→ Exercise data
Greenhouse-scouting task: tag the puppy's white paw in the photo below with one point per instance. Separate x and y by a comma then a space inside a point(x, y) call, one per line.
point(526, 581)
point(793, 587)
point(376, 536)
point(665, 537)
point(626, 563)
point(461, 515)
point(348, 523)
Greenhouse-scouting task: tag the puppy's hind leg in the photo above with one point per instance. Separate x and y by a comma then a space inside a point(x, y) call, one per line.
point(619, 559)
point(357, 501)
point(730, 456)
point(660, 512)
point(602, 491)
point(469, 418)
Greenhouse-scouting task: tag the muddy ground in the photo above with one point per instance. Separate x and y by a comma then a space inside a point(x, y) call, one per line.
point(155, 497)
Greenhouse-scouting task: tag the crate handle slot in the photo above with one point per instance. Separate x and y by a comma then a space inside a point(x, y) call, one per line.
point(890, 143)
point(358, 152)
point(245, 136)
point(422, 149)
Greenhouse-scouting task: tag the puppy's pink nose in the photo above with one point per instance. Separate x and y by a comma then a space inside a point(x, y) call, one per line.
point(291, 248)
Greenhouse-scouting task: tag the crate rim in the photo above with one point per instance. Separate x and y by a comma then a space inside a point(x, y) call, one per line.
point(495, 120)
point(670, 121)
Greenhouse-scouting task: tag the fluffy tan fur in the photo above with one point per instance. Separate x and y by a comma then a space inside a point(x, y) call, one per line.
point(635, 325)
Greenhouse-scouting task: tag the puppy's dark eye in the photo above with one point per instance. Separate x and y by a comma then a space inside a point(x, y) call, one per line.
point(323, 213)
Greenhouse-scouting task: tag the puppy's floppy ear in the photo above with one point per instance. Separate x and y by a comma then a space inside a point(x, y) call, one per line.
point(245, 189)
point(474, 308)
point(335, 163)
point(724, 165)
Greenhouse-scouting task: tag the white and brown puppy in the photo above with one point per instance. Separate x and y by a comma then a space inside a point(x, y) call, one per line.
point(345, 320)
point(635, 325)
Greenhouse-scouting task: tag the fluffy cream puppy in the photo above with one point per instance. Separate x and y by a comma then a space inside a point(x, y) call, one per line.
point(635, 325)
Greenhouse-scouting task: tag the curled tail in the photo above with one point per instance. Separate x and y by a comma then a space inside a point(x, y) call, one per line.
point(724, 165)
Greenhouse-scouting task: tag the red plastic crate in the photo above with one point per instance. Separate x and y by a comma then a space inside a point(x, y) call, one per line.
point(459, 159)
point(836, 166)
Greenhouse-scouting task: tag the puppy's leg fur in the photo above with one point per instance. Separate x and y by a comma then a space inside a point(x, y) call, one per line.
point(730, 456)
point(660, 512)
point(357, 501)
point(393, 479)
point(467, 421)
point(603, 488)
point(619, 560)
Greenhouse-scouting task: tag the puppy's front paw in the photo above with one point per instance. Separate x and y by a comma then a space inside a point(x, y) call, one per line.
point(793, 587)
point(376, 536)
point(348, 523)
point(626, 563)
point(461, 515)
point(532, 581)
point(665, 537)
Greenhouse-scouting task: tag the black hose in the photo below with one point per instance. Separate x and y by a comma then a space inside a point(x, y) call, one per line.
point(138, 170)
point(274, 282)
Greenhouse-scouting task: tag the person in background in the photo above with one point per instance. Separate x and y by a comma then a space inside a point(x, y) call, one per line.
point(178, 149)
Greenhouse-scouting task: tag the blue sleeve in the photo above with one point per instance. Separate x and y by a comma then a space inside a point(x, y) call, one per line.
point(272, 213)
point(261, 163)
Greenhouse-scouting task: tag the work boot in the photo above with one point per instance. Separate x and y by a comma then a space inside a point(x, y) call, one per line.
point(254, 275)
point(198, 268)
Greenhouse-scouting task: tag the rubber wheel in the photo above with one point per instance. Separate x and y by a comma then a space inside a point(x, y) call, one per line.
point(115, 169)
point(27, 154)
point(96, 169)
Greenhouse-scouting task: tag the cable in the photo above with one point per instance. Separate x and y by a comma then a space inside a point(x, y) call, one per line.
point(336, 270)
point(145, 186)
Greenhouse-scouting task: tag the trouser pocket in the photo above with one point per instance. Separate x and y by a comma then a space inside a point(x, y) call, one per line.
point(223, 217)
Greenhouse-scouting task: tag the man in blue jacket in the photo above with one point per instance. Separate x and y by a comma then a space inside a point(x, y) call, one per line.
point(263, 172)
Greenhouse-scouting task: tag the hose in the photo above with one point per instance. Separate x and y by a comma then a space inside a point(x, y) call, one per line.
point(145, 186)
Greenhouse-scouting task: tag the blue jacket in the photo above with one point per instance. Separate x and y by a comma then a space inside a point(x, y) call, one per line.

→ The task
Reproduce, word for word, every line starting at the line that contains "Greenhouse-scouting task: tag the trouser" and ending with the final line of the entries.

→ Your response
Greenhouse-scouting task: tag the trouser pocket in the photo above with one point per instance. Separate x and y by a comma then a space inside a point(x, y) call, one per line.
point(223, 217)
Greenhouse-scouting task: tag the man in blue jacket in the photo above with one point per instance. Separate x and y by a comma then a space inside a point(x, y) call, one per line.
point(263, 172)
Greenhouse-scouting task: tag the hose in the photo above with one point per instance. Separate x and y by a comma then a space inside a point(x, y) call, one per line.
point(145, 186)
Greenhouse-scouting task: tag the blue jacket in the photo above with one point per instance. Separate x and y by a comma then a space inside a point(x, y) call, one per line.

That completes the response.